REQUIREMENT: Put the data below into a JSON list of strings, one string per line, skipping any blank lines.

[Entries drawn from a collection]
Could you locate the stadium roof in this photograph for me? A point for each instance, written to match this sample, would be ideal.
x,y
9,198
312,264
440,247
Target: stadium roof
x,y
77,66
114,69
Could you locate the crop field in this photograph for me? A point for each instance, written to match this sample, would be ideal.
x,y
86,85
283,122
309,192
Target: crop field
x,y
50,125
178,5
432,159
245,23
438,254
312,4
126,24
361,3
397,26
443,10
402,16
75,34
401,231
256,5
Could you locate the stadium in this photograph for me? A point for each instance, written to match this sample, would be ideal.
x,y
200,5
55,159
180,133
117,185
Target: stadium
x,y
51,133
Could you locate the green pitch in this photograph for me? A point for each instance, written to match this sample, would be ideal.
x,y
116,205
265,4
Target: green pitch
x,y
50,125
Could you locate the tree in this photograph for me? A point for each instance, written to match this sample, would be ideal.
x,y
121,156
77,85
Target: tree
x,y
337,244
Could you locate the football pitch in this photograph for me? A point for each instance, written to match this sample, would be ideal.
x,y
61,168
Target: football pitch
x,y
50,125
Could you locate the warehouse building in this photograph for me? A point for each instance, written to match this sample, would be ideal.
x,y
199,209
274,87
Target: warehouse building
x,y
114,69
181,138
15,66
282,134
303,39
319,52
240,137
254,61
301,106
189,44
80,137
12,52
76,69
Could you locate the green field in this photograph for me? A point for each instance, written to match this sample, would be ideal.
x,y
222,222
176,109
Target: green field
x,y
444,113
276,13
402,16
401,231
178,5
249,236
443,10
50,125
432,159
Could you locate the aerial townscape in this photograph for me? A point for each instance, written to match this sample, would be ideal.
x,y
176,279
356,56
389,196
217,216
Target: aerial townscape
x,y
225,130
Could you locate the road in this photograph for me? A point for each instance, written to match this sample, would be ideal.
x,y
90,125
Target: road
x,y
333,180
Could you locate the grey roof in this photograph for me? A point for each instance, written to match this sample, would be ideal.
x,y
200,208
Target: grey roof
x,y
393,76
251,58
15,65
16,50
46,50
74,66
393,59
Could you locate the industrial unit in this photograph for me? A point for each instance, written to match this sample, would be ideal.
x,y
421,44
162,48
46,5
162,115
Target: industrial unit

TASK ANSWER:
[
  "Could you locate the stadium roof in this photograph for me? A point for each instance, written to match this sample, would be ideal.",
  "x,y",
  "9,198",
  "312,264",
  "440,247",
  "Target: stadium roof",
  "x,y",
  "77,66",
  "114,69",
  "Could you locate the crop field in this photograph for me? A point for each instance, written to match this sample, would be ideal.",
  "x,y",
  "86,85",
  "283,122",
  "309,192",
  "Target: crop field",
  "x,y",
  "50,125",
  "178,5",
  "432,159",
  "245,23",
  "438,254",
  "312,4",
  "126,24",
  "361,3",
  "397,26",
  "443,10",
  "402,16",
  "75,34",
  "401,231",
  "256,5",
  "Could you locate the stadium in this photograph for me? A point for each instance, written to match this sample, would be ideal.",
  "x,y",
  "200,5",
  "55,159",
  "180,133",
  "117,185",
  "Target: stadium",
  "x,y",
  "51,133",
  "Could you locate the green pitch in this photograph for me? A point for each instance, written to match this sample, would be ideal.",
  "x,y",
  "116,205",
  "265,4",
  "Target: green pitch",
  "x,y",
  "50,125",
  "Could you locate the tree in this photograph for me? A point for each instance, written to match this sample, would be ideal.",
  "x,y",
  "121,156",
  "77,85",
  "Target: tree",
  "x,y",
  "337,244",
  "Could you locate the football pitch in this photograph for me? A point for each instance, written to match this sample, would be ideal.",
  "x,y",
  "61,168",
  "Target: football pitch",
  "x,y",
  "50,125",
  "Could you locate the warehouse building in this photograph for me? A point for each instance, written to match this sample, would be ideal.",
  "x,y",
  "199,209",
  "274,87",
  "Target: warehouse building",
  "x,y",
  "114,69",
  "181,138",
  "15,66",
  "282,134",
  "303,39",
  "319,52",
  "240,137",
  "254,61",
  "301,106",
  "189,44",
  "80,137",
  "12,52",
  "76,69",
  "Could you locate the green field in this photograph for me? A point for each instance, written to match this sample, would be ideal.",
  "x,y",
  "222,222",
  "176,109",
  "Target: green field",
  "x,y",
  "444,113",
  "276,13",
  "402,16",
  "401,231",
  "178,5",
  "249,236",
  "443,10",
  "50,125",
  "432,159",
  "Could you locate the aerial townscape in this photograph for me? A point for each instance, written to match this sample, would be ideal.",
  "x,y",
  "176,279",
  "356,56",
  "389,196",
  "217,216",
  "Target: aerial townscape",
  "x,y",
  "225,130",
  "Could you locate the road in this photograph for me? A point for each instance, written to match this sample, would be ideal.",
  "x,y",
  "90,125",
  "Target: road",
  "x,y",
  "333,180",
  "Could you locate the grey roof in this photograph for me? A point for each instance, written to match this sample, would be ideal.",
  "x,y",
  "200,208",
  "Target: grey roof",
  "x,y",
  "393,76",
  "251,58",
  "15,65",
  "16,50",
  "46,50",
  "74,66",
  "393,59",
  "Could you locate the industrial unit in this photograph for me? A point for each instance, written to match this sample, would be ideal.",
  "x,y",
  "421,44",
  "162,48",
  "46,5",
  "162,115",
  "Target: industrial unit"
]